> **Exercise brief**:
With both ends included, repeat exactly the lines of the entries below from the one containing "Target: long low building with windows" down to the one containing "Kindly point to the gray", and no others.
-------- Input records
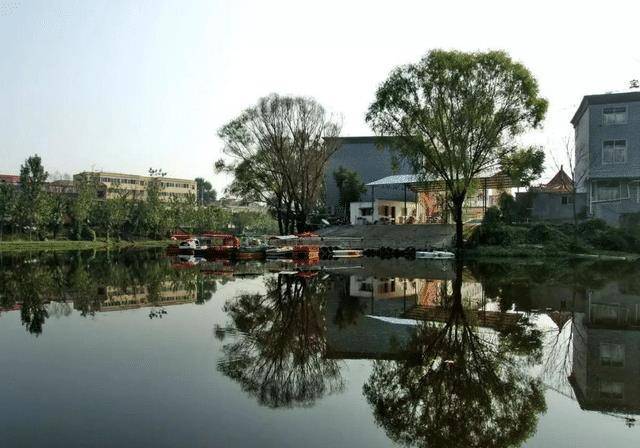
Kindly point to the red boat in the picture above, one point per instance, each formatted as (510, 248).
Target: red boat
(219, 244)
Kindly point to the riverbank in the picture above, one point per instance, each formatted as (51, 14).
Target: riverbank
(62, 245)
(480, 253)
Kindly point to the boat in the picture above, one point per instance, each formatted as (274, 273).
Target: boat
(279, 252)
(306, 252)
(436, 254)
(347, 253)
(251, 253)
(219, 245)
(191, 246)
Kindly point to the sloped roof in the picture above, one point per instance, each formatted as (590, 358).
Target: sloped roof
(561, 182)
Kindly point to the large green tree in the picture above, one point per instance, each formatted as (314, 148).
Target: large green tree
(458, 385)
(280, 148)
(455, 115)
(7, 205)
(350, 187)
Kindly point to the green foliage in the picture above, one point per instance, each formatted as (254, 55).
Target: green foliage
(350, 187)
(492, 217)
(523, 165)
(280, 148)
(453, 113)
(205, 194)
(547, 234)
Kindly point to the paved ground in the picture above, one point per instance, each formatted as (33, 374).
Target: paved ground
(419, 236)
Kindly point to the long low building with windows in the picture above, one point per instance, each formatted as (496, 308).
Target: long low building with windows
(135, 187)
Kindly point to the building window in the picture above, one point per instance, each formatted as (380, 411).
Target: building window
(614, 115)
(614, 151)
(611, 355)
(611, 191)
(368, 211)
(611, 390)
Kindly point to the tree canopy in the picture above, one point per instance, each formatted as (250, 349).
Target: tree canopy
(454, 115)
(350, 187)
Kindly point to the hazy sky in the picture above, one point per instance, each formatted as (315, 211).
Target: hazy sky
(126, 85)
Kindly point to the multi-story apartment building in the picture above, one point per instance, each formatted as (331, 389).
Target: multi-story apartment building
(136, 186)
(607, 154)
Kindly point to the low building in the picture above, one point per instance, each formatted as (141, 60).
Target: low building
(135, 187)
(423, 202)
(10, 179)
(554, 201)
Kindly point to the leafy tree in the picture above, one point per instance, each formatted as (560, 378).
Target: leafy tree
(278, 343)
(83, 203)
(350, 187)
(7, 205)
(454, 114)
(57, 212)
(32, 202)
(457, 386)
(205, 192)
(280, 149)
(523, 165)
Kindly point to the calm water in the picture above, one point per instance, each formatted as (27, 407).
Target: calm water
(139, 349)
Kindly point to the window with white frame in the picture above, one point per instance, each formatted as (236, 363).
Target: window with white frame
(614, 151)
(608, 191)
(611, 355)
(614, 115)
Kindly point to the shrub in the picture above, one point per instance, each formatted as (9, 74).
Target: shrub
(497, 235)
(546, 234)
(492, 217)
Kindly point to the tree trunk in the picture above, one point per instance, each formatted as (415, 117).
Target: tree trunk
(457, 215)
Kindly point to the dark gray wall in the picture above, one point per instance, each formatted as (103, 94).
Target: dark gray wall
(549, 206)
(590, 133)
(362, 155)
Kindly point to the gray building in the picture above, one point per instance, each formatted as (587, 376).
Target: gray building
(607, 165)
(372, 158)
(554, 201)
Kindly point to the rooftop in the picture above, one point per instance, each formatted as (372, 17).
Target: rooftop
(604, 98)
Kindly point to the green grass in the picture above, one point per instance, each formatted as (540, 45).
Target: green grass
(62, 245)
(536, 251)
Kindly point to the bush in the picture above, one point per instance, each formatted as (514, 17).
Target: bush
(497, 235)
(546, 234)
(492, 217)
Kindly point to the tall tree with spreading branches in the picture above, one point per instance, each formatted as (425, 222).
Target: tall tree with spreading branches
(280, 149)
(454, 115)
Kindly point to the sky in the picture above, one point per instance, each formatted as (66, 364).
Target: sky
(122, 85)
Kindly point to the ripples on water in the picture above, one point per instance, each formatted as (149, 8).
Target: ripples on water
(153, 350)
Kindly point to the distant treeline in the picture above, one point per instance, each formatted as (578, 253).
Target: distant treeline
(32, 210)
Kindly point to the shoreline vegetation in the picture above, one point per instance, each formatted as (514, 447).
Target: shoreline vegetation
(73, 245)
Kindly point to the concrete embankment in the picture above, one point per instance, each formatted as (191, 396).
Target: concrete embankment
(418, 236)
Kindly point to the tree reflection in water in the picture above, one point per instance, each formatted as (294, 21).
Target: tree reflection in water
(279, 342)
(460, 386)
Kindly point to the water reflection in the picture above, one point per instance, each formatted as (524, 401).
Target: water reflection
(460, 383)
(89, 283)
(278, 343)
(455, 355)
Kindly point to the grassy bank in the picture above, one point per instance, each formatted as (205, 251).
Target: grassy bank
(62, 245)
(591, 239)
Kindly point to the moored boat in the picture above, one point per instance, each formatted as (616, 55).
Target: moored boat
(251, 253)
(347, 253)
(436, 254)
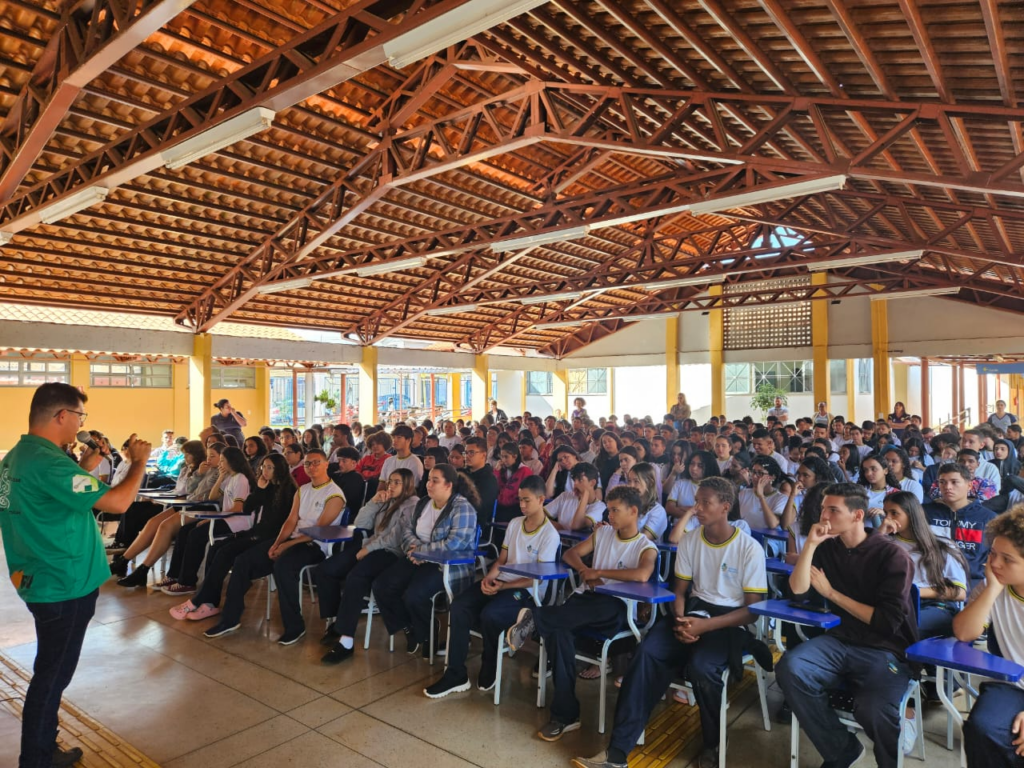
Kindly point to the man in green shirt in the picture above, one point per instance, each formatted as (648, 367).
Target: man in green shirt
(54, 551)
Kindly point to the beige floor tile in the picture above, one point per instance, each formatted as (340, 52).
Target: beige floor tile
(307, 751)
(318, 712)
(243, 745)
(386, 744)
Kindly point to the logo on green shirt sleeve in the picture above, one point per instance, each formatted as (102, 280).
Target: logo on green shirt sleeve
(84, 484)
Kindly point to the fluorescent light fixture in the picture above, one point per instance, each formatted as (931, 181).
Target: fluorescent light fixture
(456, 309)
(452, 28)
(389, 266)
(230, 131)
(948, 291)
(286, 285)
(769, 195)
(73, 204)
(540, 240)
(562, 324)
(567, 296)
(697, 280)
(880, 258)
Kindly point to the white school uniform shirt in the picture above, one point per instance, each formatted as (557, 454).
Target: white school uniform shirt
(912, 486)
(750, 507)
(655, 520)
(722, 573)
(684, 493)
(235, 489)
(562, 508)
(1007, 621)
(612, 553)
(951, 569)
(528, 547)
(312, 500)
(412, 463)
----------------
> **Solution for this task**:
Target: long low building with windows
(135, 187)
Kindly point to the building window in the picture above, one point per instance, each formatted as (380, 411).
Target: building window
(614, 115)
(614, 151)
(611, 355)
(611, 191)
(368, 211)
(611, 390)
Kindly point to the tree canopy in the picture above, one point per instance, each formatted as (250, 349).
Target: tree canopy
(454, 115)
(350, 187)
Kindly point to the hazy sky in the picture above, one point per instance, each formatted as (315, 211).
Target: hazy sky
(126, 85)
Kindly point to the multi-story apartment building in the picture above, one point per instance, each formatted as (331, 389).
Target: multi-story apartment building
(136, 186)
(607, 154)
Kindly point to the low building in the picture above, one point per instance, each formatted as (141, 60).
Target: low building
(135, 187)
(423, 202)
(10, 179)
(554, 201)
Kindly point to the leafy tree in the picture above, one point per instance, each formatted as (560, 378).
Target: leafy tree
(278, 343)
(83, 203)
(350, 187)
(7, 205)
(454, 114)
(57, 212)
(32, 202)
(457, 386)
(205, 192)
(280, 149)
(523, 165)
Kindly point to the calm water in the picture above, one point per instance, each formatted as (27, 407).
Target: calm water
(139, 349)
Kindly point to the window with white frame in the picture above, one point per instance, each formatted as (236, 363).
Target: window with white frame
(614, 151)
(608, 191)
(611, 355)
(614, 115)
Kindly point to the shrub in the picture above, one point per instance, each formatted as (9, 74).
Target: shrub
(497, 235)
(546, 234)
(492, 217)
Kindly point to the tree trunk in the picture above, one point per instance, each formatted as (415, 117).
Target: tree trunk
(457, 215)
Kindly point to the dark gray wall in the picture above, one point per instance, each formatted as (103, 94).
Target: dark gray wall
(549, 206)
(590, 133)
(362, 155)
Kindly point to the gray building in the picture above, one point per instance, each formatted as (587, 376).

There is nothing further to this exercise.